=== Excerpt provided ===
● ● ●

All About Eve

It was harder than I thought to find time to sit down and watch this movie! I was busy burning my fingers peeling chestnuts fresh from the stove, and trying to figure out how to defrost my strange veggie Wellington I was going to make. So, now, with blistered fingers, I can compose some sort of thoughts for you. Today I watched All About Eve ( by Joseph L. Mankiewicz, 1950).

It seems like a lot of my family had heard about this film, or watched it already, where me, a child of the 80's, was ignorant. I've been watching a huge streak of foreign, captioned movies for this project, so I actually felt out of sorts watching something in English. I was confused..."Wait, I have to turn the sound up? I have to listen? Ugh!" And, in light of the fact that it is currently Christmas day, I hope you understand if I keep this short!

● ● ●

=== Raw data ===
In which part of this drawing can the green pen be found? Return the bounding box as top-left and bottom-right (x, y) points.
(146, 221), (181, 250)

● ● ●

=== Actions to take ===
(1) In the post about All About Eve, who directed the film, and in what year was it released?
(2) List every sentence that appears inside the quotation marks in the post about All About Eve.
(3) Transcribe the passage of the All About Eve post between "It was harder" and "keep this short!", inclusive.

=== Problem solutions ===
(1) Joseph L. Mankiewicz directed it in 1950.

(2)
- "Wait, I have to turn the sound up?"
- "I have to listen?"
- "Ugh!"

(3)
It was harder than I thought to find time to sit down and watch this movie! I was busy burning my fingers peeling chestnuts fresh from the stove, and trying to figure out how to defrost my strange veggie Wellington I was going to make. So, now, with blistered fingers, I can compose some sort of thoughts for you. Today I watched All About Eve ( by Joseph L. Mankiewicz, 1950).

It seems like a lot of my family had heard about this film, or watched it already, where me, a child of the 80's, was ignorant. I've been watching a huge streak of foreign, captioned movies for this project, so I actually felt out of sorts watching something in English. I was confused..."Wait, I have to turn the sound up? I have to listen? Ugh!" And, in light of the fact that it is currently Christmas day, I hope you understand if I keep this short!